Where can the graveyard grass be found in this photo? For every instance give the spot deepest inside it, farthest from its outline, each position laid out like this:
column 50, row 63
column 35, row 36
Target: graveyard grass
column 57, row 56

------------

What is needed: Return each line of the records above word for word, leaving nothing out and adding nothing.

Exercise solution:
Where can the graveyard grass be found in this photo? For every instance give the spot deepest inside it, farthest from its outline, each position laid out like this:
column 50, row 63
column 35, row 36
Target: graveyard grass
column 57, row 56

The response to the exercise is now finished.